* Begin Page *

What is the error then in the composite Simpson’s 1/3rd rule for \(\displaystyle \int_{a}^{b}{f(x){dx}}\)?
\[E_{t} = - \frac{(b - a)^{5}}{180n^{4}}{\overline{f}}^{\ (4)}\]
where
\[{\bar{f}}^{(4)} = \frac{\displaystyle \sum_{i = 1}^{\displaystyle \frac{n}{2}}{f^{(4)}(\zeta_{i})}}{\displaystyle \frac{n}{2}}\]
\[n =\text{number of segments}\]
Learning Objectives
After successful completion of this lesson, you should be able to:
1) derive the formula for the true error in the composite (also called multiple-segment) Simpson’s 1/3 rule of integration.

* End Page *
* Begin Supplied material *

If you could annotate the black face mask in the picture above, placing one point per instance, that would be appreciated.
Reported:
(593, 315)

* End Supplied material *

What the task requires
Reproduce the portion of the Simpson's rule passage above that runs from "What is the" up to and including "rule of integration.".

Result
What is the error then in the composite Simpson’s 1/3rd rule for \(\displaystyle \int_{a}^{b}{f(x){dx}}\)?
\[E_{t} = - \frac{(b - a)^{5}}{180n^{4}}{\overline{f}}^{\ (4)}\]
where
\[{\bar{f}}^{(4)} = \frac{\displaystyle \sum_{i = 1}^{\displaystyle \frac{n}{2}}{f^{(4)}(\zeta_{i})}}{\displaystyle \frac{n}{2}}\]
\[n =\text{number of segments}\]
Learning Objectives
After successful completion of this lesson, you should be able to:
1) derive the formula for the true error in the composite (also called multiple-segment) Simpson’s 1/3 rule of integration.